[Short problem a]
In the post about Atlanta Hawks fans, which broadcaster said the game against the Cleveland Cavaliers was "only the 11th sellout"?

[Text passage]
Why the Hawks are doing something special in Atlanta?


Jeff Teague’s game clinching basket in Game 5 of the 2015 Eastern Conference First Round Series against  the Brooklyn Nets

Do you believe? I believe!!! I wouldn’t say that phrase is the Atlanta Hawks motto looking back over the last three seasons, but whenever I hear Hawks Public Announcer Ryan Cameron utter those words, resonates with me. As a long-time Atlanta Hawks fanatic, that places things in a perspective on what’s going on in the city of Atlanta and with the Hawks organization as well. 


Atlanta Hawks center Al Horford (L) of the Dominican Republic dunks the ball over Philadelphia 76ers guard Kendall Marshall (R) during the first half of their NBA basketball game at Philips Arena in Atlanta, Georgia, USA, 16 December 2015. epa/Erik S. Lesser

 Although we’re headed in the right direction, I’ll be honest with you. Growing up supporting Atlanta teams, this city is considered one of the fair weather cities when it comes to supporting the three major sports franchise that call our city their home. If the Hawks, Braves or Falcons are posting wins, we have arguably one of the best fan-bases around; however, when we’ve seen the franchise have rough times, many fans don’t show their support in the stands or as some would describe “Atlanta fans would jump ship.” Sadly, we’ve seen this mentioned several times by major networks such as ESPN, who actually ran a segment last season when the Falcons started 3-0 on “Where are Atlanta Falcons fans?

For example, if you are a fan of playing the popular  EA Sports frachise “Madden NFL 16”, when you are playing with the Atlanta Falcons, they list the fans in the city  as “fair weathered. For a video game to even describe some of the fans of a team that I love in a negative way is embarrassing; however, I am very proud of how the Atlanta Hawks have made a huge impact in the local communities.  


ATLANTA, GA – APRIL 1: Jeff Teague #0 of the Atlanta Hawks shoots the ball against the Cleveland Cavaliers on April 1, 2016 at Philips Arena in Atlanta, Georgia. Copyright 2016 NBAE (Photo by Scott Cunningham/NBAE via Getty Images)

In our nationally televised loss against the Cleveland Cavaliers, ESPN analysts were attempting to call out the Atlanta fans by stating that they have only saw fans around the city support legitimate contenders. At one point in the broadcast, Hubie Brown said “Atlanta had so much success last season and it hasn’t carried over. As you can see, tonight is only the 11th sellout and it’s far behind the number the Cleveland Cavaliers have sold out.” However, when you have a player on the level such as #23 (LeBron James), his name will generate sell-out home crowds alone.” Perception is big flaw we’ve seen in sports and the common perception from people outside of Atlanta is that our fans don’t care about the team. Looking at the attendance numbers this season, we’ve seen the Hawks endure a slight decline which is expected when you have a team that have endured some of the inconsistencies as the Atlanta Hawks have shown, especially before the All-Star Break.

[Short problem b]
Collect every line of the records that contains the string "laundry". Case counts.

[Material for this task]

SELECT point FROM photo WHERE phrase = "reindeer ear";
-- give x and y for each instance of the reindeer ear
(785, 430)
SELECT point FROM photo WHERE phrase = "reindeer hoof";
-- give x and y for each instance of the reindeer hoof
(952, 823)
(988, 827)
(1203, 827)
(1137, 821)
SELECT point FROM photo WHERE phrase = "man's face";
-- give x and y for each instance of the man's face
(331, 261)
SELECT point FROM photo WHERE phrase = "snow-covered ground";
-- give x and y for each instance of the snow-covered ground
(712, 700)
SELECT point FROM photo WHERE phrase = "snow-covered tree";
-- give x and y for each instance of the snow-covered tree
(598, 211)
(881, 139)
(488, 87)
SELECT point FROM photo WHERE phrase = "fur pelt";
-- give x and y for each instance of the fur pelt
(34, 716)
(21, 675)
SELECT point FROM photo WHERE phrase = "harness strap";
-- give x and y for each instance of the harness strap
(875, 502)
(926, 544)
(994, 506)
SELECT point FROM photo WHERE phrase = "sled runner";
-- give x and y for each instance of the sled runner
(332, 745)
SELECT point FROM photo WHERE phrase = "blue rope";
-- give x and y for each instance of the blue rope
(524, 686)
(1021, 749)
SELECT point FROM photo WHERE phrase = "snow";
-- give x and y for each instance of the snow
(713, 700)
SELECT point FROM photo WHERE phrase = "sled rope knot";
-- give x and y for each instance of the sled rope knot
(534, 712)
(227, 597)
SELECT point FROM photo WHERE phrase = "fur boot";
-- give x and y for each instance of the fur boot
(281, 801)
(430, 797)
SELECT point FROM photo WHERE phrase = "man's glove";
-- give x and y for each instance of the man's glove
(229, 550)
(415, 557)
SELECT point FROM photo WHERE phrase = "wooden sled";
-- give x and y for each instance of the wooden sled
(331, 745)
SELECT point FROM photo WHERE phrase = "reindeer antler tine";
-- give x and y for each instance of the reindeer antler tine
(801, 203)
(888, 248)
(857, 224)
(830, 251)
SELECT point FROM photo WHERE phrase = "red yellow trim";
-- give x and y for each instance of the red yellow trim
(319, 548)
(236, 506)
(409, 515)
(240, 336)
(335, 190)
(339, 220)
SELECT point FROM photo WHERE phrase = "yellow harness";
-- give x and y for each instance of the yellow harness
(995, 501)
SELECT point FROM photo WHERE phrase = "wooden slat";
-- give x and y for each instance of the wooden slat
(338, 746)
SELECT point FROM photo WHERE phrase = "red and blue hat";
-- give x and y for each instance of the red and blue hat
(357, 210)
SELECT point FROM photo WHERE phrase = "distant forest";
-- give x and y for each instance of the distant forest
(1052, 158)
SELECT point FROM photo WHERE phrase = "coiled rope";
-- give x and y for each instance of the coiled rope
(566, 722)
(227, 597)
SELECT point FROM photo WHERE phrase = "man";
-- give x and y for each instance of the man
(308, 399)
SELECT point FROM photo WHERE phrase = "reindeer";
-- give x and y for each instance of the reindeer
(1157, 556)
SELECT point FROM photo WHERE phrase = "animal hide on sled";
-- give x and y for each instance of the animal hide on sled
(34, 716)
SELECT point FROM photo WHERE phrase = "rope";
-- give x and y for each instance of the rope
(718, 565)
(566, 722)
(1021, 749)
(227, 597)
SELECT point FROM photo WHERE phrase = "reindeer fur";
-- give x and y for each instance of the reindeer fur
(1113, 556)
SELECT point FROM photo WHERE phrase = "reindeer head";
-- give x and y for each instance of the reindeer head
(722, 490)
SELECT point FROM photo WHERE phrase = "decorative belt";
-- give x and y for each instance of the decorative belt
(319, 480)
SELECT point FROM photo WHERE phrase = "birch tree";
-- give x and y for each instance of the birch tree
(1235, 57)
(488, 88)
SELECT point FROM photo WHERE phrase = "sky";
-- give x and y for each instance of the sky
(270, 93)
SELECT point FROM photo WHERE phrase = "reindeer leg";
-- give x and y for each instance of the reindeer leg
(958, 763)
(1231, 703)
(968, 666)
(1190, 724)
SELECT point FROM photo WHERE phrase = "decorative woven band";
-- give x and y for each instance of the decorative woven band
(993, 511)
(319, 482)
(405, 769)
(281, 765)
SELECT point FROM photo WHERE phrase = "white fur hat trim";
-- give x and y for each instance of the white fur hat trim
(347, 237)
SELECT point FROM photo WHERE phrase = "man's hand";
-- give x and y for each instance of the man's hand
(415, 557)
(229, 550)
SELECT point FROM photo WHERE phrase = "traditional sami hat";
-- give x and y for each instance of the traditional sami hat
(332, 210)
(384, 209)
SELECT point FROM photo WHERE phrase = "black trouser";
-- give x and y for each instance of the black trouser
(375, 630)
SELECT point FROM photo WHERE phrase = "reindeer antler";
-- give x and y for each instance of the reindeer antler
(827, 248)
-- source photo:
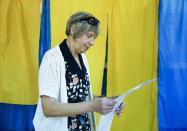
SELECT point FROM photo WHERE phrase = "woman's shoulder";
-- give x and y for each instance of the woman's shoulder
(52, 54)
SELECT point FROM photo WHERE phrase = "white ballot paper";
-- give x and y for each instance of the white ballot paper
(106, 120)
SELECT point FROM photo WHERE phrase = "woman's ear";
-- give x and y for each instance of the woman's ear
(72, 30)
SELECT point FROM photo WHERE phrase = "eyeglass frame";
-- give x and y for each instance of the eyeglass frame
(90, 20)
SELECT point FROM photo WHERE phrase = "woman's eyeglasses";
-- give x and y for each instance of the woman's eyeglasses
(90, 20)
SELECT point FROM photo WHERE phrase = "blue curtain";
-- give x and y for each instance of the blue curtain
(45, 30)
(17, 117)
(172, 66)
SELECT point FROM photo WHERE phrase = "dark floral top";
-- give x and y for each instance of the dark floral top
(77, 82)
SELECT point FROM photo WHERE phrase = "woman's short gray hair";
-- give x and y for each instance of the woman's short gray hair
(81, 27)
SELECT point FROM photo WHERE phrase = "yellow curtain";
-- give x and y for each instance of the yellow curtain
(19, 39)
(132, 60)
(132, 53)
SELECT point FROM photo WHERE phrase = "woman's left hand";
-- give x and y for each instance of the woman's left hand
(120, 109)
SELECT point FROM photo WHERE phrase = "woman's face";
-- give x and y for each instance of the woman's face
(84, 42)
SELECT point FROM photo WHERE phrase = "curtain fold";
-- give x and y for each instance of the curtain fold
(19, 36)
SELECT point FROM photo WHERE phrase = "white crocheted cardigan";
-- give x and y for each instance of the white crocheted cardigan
--
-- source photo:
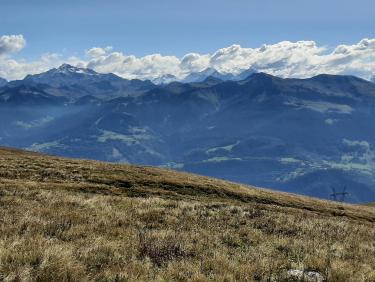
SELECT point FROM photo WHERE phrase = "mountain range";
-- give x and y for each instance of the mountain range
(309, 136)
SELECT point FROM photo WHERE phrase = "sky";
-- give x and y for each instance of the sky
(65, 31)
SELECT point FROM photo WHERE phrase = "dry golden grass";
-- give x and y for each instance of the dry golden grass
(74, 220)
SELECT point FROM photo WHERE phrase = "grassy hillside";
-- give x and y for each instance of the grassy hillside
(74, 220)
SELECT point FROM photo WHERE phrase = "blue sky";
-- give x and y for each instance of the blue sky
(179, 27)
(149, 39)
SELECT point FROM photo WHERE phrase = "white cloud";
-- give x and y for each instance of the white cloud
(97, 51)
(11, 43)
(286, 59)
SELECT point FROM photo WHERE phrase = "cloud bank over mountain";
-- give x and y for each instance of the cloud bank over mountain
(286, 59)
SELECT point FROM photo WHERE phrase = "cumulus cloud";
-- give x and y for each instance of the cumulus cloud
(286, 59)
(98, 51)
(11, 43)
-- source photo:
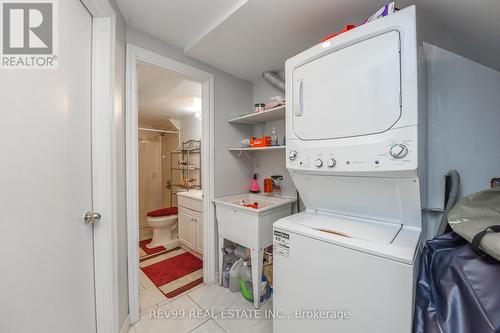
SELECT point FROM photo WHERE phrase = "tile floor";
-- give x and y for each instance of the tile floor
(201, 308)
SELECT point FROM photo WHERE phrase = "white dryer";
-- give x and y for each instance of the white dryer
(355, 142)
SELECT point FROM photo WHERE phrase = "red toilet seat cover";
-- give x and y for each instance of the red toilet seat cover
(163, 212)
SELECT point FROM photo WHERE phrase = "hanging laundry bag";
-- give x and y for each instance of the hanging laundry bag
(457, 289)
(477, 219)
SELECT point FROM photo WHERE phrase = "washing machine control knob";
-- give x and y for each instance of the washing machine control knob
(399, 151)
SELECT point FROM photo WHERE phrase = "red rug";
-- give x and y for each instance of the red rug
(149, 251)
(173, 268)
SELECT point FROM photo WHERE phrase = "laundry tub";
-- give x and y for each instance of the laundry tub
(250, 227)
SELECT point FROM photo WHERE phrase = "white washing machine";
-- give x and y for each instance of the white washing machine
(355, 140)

[Full answer a]
Hubie Brown

[Full answer b]
SELECT point FROM photo WHERE phrase = "hanging laundry bag";
-- give x and y for each instance of the hanging laundry bag
SELECT point FROM photo WHERE phrase = "laundry tub";
-- give x and y for each instance of the laundry tub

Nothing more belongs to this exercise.